■ Records from a data collection:
--*--
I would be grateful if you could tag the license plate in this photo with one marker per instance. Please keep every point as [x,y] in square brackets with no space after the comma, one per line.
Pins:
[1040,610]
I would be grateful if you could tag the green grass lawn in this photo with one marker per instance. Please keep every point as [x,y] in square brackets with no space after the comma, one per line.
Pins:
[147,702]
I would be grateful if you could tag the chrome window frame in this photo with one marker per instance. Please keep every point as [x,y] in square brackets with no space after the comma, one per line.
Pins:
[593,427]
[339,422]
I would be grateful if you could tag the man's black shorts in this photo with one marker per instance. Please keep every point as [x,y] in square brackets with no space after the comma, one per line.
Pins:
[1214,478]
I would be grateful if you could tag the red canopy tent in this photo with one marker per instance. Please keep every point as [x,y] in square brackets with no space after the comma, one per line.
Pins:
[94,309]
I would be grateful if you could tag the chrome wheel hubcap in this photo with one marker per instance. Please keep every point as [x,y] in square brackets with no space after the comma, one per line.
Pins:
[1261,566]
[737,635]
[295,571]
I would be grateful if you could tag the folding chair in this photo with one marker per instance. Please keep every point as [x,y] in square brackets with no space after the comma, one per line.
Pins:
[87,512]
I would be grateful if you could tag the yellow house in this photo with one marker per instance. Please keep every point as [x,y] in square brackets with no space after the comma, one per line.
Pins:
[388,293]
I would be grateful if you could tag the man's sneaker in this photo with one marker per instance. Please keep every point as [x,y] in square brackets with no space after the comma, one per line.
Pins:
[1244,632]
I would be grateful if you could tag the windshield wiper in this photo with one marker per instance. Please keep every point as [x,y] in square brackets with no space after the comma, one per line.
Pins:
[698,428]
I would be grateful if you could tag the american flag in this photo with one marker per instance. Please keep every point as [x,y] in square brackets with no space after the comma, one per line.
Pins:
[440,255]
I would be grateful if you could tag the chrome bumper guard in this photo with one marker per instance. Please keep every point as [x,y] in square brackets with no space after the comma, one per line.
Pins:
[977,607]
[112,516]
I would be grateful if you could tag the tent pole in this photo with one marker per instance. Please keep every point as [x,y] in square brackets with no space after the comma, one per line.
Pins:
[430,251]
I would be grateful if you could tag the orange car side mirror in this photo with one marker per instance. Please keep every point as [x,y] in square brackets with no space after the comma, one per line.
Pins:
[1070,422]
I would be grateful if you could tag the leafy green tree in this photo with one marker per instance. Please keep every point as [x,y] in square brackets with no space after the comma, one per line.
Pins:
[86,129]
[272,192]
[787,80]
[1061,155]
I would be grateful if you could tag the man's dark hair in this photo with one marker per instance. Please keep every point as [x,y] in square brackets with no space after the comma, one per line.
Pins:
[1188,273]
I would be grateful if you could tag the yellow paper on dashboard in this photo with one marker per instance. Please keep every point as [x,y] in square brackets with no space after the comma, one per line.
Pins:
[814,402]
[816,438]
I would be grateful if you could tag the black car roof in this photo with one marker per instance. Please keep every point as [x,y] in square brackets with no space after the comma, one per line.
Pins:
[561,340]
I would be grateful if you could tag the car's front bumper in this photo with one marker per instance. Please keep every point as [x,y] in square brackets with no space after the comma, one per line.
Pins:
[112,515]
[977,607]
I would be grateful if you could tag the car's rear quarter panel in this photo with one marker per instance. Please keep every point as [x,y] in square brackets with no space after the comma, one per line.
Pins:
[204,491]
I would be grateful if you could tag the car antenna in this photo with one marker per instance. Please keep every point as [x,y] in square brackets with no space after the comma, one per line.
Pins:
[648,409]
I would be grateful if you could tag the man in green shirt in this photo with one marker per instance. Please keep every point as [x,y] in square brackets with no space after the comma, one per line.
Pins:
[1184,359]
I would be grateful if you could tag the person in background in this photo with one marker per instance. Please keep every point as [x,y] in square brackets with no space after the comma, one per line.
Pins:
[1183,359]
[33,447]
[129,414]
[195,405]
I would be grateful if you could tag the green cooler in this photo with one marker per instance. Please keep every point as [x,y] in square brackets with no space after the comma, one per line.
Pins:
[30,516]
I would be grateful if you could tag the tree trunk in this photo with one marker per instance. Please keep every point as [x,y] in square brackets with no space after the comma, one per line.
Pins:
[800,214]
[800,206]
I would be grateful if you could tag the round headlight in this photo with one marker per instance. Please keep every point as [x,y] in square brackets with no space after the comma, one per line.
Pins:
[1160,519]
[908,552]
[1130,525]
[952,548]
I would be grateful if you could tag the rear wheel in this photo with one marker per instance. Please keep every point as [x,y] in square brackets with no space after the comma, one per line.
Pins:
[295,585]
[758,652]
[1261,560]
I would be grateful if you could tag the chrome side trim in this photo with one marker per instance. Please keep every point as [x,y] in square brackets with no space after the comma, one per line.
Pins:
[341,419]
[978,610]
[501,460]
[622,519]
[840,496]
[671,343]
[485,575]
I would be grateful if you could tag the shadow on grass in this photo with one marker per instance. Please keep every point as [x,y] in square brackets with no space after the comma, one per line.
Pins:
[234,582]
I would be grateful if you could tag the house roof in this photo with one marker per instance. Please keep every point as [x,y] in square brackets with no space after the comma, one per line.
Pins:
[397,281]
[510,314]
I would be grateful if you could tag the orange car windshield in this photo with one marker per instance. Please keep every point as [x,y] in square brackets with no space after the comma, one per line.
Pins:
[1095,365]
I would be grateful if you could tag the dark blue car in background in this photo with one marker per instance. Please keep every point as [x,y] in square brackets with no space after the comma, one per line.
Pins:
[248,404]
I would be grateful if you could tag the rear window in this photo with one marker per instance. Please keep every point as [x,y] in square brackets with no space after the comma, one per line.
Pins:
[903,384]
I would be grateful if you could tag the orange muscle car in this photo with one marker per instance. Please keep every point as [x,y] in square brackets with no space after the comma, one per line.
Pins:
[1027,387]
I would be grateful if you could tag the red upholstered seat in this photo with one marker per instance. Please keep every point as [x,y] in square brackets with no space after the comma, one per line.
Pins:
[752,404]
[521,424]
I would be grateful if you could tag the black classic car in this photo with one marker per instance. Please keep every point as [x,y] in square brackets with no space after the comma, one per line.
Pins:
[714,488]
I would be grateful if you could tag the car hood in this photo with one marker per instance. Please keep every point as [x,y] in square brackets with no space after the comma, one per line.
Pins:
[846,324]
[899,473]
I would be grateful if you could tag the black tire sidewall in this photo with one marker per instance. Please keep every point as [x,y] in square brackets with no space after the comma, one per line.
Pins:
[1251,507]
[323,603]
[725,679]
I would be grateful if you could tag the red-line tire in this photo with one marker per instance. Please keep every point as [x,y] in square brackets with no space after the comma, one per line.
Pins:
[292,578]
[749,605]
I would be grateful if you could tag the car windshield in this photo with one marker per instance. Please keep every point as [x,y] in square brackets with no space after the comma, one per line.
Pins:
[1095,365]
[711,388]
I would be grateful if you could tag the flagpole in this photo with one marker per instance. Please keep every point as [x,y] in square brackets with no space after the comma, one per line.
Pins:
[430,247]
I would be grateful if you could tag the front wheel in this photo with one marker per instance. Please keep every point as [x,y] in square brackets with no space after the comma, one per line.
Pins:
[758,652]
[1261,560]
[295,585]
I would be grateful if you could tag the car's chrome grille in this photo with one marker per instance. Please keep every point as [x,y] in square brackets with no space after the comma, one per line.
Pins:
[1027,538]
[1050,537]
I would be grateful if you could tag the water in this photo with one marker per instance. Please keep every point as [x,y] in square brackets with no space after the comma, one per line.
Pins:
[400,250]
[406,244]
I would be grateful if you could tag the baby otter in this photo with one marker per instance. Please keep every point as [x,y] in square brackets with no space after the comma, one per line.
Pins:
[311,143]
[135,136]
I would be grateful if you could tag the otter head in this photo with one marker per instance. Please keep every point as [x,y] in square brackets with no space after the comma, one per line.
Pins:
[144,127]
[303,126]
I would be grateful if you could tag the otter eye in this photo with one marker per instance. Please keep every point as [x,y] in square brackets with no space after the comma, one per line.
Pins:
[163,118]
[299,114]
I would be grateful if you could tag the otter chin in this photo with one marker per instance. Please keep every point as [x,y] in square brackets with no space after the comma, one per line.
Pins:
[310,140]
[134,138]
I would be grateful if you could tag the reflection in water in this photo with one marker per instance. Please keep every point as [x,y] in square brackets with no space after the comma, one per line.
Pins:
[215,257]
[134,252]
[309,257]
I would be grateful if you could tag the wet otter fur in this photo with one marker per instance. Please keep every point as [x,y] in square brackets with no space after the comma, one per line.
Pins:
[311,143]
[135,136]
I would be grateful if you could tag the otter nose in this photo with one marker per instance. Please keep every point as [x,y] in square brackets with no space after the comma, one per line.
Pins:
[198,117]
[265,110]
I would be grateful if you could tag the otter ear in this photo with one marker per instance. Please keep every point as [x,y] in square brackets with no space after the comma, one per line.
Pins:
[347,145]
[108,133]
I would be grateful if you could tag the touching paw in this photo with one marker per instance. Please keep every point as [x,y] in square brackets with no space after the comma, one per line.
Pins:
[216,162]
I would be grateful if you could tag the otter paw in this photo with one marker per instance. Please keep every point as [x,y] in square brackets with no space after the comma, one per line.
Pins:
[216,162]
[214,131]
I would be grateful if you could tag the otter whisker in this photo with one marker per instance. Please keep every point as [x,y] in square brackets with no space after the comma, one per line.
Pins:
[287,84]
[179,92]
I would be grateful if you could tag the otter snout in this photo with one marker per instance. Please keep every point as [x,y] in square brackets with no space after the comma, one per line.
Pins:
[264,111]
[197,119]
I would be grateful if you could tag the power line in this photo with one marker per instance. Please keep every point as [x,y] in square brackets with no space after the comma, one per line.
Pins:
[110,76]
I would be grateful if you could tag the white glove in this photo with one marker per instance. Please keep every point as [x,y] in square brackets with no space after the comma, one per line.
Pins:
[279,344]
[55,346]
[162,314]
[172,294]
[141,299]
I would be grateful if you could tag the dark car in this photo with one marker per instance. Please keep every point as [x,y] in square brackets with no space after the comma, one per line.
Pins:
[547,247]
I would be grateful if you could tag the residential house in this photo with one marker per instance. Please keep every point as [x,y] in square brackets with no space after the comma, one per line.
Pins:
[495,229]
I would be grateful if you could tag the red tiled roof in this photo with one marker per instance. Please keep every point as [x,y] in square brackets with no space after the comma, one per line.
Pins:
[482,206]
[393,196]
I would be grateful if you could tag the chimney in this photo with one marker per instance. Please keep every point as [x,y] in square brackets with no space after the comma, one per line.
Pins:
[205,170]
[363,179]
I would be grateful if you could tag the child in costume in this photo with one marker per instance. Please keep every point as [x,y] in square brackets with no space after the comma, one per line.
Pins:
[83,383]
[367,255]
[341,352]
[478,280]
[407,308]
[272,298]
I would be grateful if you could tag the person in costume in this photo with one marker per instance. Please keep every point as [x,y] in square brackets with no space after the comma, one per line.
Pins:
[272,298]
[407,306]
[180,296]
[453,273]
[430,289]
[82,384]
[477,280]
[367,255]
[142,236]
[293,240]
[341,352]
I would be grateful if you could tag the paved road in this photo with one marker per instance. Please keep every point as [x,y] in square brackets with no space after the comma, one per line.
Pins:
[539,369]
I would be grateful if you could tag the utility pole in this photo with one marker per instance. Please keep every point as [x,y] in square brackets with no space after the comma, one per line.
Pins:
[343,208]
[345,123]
--*--
■ Given instruction:
Reproduce every line of the rows starting with the line containing "I would be grateful if you could tag the child" and going on through the end of the rows, requests included, with each point coordinate in the answers multiplied by 0.5. Round each result to a whole number, rounding halves up.

■ Full answer:
I would be grateful if you could tag the child in costume in this photo with one marker per instance. Please keep every point as [x,y] in square brackets with no space after the comma, one per line.
Pins:
[42,192]
[184,128]
[171,176]
[239,140]
[204,154]
[136,149]
I would be grateful if you could tag the person in costume in this photo with one marker per instance. Please keep every point as [x,y] in square brackets with no space after the comma, one per line.
Pins:
[136,149]
[204,153]
[90,148]
[227,137]
[215,145]
[41,192]
[239,140]
[184,128]
[71,118]
[147,120]
[171,176]
I would be grateful if you could tag the paved road in this photo with one marker per instance. Please keep every point as [x,y] in square brackets with no space after the comma, one per line.
Pins:
[270,185]
I would be grateful if you could tag the utility pole in this photo with one marker per instance. Please keep every point as [x,y] in square brackets with no space after the comma, one per line.
Pins:
[172,104]
[173,62]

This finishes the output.